◆ Exercise details: How many lines in the listing below contain the string "bend"? Reply with the number alone.

◆ Raw records:
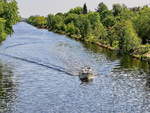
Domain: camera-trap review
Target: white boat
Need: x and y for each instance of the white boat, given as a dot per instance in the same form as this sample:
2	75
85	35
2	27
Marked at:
86	74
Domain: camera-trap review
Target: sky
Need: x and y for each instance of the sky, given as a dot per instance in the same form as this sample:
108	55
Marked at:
45	7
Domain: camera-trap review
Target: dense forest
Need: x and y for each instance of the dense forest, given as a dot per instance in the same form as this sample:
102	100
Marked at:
9	16
121	28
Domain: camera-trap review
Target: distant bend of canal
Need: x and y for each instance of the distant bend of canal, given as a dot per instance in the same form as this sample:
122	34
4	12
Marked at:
38	74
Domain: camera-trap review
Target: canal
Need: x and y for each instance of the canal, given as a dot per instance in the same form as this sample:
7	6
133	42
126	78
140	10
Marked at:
38	74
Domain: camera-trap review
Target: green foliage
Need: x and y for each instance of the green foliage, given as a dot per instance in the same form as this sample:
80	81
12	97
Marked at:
85	11
8	17
127	37
2	29
142	24
77	10
118	28
101	7
37	20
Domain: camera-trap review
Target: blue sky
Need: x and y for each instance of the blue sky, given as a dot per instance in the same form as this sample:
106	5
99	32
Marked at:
44	7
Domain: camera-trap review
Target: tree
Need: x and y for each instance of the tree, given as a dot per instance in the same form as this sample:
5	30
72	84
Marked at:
77	10
101	7
117	9
127	36
85	11
9	16
142	24
83	24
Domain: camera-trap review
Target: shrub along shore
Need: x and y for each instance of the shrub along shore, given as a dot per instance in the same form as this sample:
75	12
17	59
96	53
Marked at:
126	30
9	16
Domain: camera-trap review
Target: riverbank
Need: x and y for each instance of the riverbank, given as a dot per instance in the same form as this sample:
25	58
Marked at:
141	56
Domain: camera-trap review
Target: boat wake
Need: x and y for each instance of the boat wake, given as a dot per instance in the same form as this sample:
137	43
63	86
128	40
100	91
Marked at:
51	66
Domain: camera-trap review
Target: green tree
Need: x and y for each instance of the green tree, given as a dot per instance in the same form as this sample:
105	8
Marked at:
142	24
127	36
77	10
85	11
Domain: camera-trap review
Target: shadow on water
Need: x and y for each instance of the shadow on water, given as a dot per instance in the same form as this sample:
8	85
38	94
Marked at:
126	61
51	66
7	89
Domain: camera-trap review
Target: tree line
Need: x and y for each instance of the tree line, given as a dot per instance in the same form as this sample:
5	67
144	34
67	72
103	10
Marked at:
121	28
9	16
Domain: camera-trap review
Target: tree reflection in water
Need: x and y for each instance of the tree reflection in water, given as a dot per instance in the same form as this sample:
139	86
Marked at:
7	89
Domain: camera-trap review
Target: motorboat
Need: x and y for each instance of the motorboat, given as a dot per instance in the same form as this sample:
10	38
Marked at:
86	74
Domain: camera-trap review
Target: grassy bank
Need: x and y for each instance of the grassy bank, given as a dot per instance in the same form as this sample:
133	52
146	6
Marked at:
123	29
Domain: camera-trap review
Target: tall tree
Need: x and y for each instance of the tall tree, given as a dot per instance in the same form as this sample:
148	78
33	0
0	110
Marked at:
85	11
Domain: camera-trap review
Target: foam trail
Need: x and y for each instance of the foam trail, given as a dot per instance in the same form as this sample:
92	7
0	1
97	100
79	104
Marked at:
54	67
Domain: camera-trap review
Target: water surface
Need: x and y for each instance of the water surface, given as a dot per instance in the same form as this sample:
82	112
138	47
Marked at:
38	74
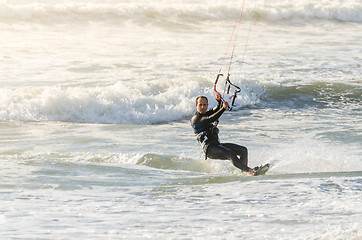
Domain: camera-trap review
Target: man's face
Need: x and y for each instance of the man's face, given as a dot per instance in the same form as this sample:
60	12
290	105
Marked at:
202	105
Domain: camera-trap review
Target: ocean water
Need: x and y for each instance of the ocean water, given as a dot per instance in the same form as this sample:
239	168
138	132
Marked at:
96	98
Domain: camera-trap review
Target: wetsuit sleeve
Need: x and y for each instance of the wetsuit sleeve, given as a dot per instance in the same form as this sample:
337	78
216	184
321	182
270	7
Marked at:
217	107
207	119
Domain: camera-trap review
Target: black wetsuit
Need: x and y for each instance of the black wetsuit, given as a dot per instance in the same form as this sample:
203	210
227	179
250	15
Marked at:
208	135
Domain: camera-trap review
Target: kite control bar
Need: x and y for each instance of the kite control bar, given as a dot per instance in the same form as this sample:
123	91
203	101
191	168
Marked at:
222	99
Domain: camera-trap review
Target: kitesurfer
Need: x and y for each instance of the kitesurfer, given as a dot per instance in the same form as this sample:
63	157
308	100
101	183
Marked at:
204	123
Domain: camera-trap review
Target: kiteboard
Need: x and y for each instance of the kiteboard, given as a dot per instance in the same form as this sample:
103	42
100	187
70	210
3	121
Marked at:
262	170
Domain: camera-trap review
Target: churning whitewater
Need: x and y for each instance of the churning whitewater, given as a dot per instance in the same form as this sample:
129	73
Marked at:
96	98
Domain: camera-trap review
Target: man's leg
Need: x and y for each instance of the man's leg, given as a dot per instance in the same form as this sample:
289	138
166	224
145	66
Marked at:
224	153
241	151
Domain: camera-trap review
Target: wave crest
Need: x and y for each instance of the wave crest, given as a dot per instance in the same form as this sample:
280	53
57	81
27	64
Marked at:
178	12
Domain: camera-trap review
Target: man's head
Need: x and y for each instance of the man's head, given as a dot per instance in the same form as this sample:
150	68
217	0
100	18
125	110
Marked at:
202	104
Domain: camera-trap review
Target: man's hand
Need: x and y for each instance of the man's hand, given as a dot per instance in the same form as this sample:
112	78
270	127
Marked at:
225	105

◆ Task response: 2